**Work required**
Leave the images out, and otherwise write out each entry exactly.

··· Entries supplied

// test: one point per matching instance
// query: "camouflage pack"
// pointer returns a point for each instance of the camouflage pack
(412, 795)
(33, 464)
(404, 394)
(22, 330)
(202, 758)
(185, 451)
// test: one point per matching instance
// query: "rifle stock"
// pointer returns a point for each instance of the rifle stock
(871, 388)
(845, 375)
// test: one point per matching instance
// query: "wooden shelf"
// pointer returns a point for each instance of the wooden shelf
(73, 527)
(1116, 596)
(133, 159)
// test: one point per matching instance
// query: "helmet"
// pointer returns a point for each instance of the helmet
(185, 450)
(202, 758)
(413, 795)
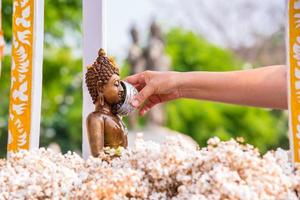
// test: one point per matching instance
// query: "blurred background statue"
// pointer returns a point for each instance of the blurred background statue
(136, 62)
(153, 57)
(156, 60)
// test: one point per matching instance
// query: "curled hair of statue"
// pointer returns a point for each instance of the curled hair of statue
(99, 73)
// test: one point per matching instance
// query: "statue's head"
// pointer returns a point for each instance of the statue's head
(103, 80)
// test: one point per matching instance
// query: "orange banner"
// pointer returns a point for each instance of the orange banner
(293, 46)
(21, 75)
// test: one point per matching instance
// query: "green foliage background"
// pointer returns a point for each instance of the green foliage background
(62, 97)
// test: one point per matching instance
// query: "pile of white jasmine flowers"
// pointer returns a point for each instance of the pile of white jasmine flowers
(172, 170)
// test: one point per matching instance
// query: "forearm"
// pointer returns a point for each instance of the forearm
(263, 87)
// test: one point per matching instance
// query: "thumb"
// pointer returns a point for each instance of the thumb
(141, 97)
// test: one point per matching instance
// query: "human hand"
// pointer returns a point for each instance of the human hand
(154, 87)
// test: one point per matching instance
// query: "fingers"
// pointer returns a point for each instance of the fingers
(147, 107)
(142, 96)
(136, 79)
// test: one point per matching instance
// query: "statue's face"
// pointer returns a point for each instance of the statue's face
(113, 90)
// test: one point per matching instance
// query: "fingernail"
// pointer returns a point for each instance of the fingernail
(135, 103)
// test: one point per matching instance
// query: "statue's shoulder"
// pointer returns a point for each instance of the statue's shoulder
(94, 116)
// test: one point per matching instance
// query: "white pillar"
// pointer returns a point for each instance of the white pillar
(94, 38)
(26, 75)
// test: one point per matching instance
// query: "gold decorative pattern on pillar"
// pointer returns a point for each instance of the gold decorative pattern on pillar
(293, 58)
(21, 75)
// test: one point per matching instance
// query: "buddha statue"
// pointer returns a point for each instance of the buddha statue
(104, 126)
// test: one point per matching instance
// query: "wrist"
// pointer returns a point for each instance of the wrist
(178, 83)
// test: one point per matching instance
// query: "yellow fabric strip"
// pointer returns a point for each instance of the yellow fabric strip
(1, 38)
(21, 75)
(293, 45)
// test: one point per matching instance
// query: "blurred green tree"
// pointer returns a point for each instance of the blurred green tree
(61, 103)
(201, 120)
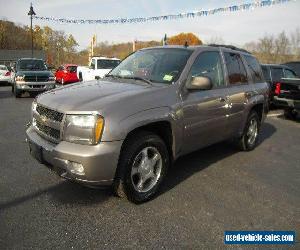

······

**Expected answer**
// test: one point per matching instance
// query: "camouflage pack"
// pointer returns a point for each instance of the camouflage pack
(412, 795)
(33, 464)
(404, 394)
(22, 330)
(202, 758)
(185, 451)
// test: one point per matching instance
// query: "rifle stock"
// pointer returns a point for each instance of the rifle stock
(871, 388)
(845, 375)
// test: one point per matching instance
// query: "wooden shelf"
// pointer returns a point for each instance of the wooden shelf
(73, 527)
(1116, 596)
(133, 159)
// test: one point per matching instance
// query: "helmet"
// pointer returns a point for each instance of the helmet
(185, 450)
(202, 758)
(413, 795)
// test: one point per matching instance
// query: "blurred background statue"
// pointer returns a point for each instance of the blurred background statue
(136, 62)
(153, 57)
(156, 60)
// test: one point per matching instance
// query: "curled hair of statue"
// pointer returns a point for each instance of the curled hair of statue
(99, 73)
// test: one point per matching instance
// query: "statue's head"
// pointer returns a point for each instance of the statue's head
(103, 80)
// test: one point per matching instance
// query: "orange banner"
// pointer returns a point for each instance of the orange banner
(293, 46)
(21, 75)
// test: one point per matching instance
// query: "green foliage background"
// pointer returns a point for each instance of the green foliage background
(62, 97)
// test: one point per matching instance
// query: "pile of white jasmine flowers"
// pointer returns a point for each instance of the pile of white jasmine flowers
(172, 170)
// test: one point per matching instance
// query: "forearm"
// pointer returns a point for each instance of the forearm
(263, 87)
// test: one point per matching instance
// query: "thumb"
// pointer returns a point for each instance of the thumb
(141, 97)
// test: one point per matching instance
// query: "human hand"
// pointer returns a point for each instance of the human hand
(154, 87)
// test: one point per matching instance
// query: "fingers"
// pointer returns a point for each instance of the fingers
(147, 107)
(142, 96)
(136, 79)
// test: one point per matching instance
// query: "statue's face"
// pointer returns a point for each instance of the statue's face
(113, 90)
// test: one point per matching instance
// query: "fingernail"
// pointer returns a point for each instance of the fingernail
(135, 103)
// test: one point per matching instance
// query: "statue's shoulder"
// pointer returns a point for each instance of the statue's shoulder
(94, 116)
// test: one point per matching instance
// query: "white pillar"
// pointer returns a point for each instance of the white pillar
(94, 38)
(26, 75)
// test: one point per matching instance
// query: "gold decorative pattern on pillar"
// pointer returns a point for each instance of the gold decorative pattern on pillar
(293, 58)
(21, 75)
// test: one point per matching instance
// query: "buddha statue"
// pointer returns a point for each instance of the buddha statue
(104, 126)
// test: one point per matching instance
// query: "wrist"
// pointer returns a point for each instance of the wrist
(178, 83)
// test: one point per matching instance
// query: "yellow fabric strip"
// pointer returns a point for each instance of the yellow fabric strip
(1, 38)
(21, 75)
(293, 45)
// test: one point per matching instance
// query: "blurred green tree"
// pointer returns a point for each instance of the blurred green tree
(61, 103)
(201, 120)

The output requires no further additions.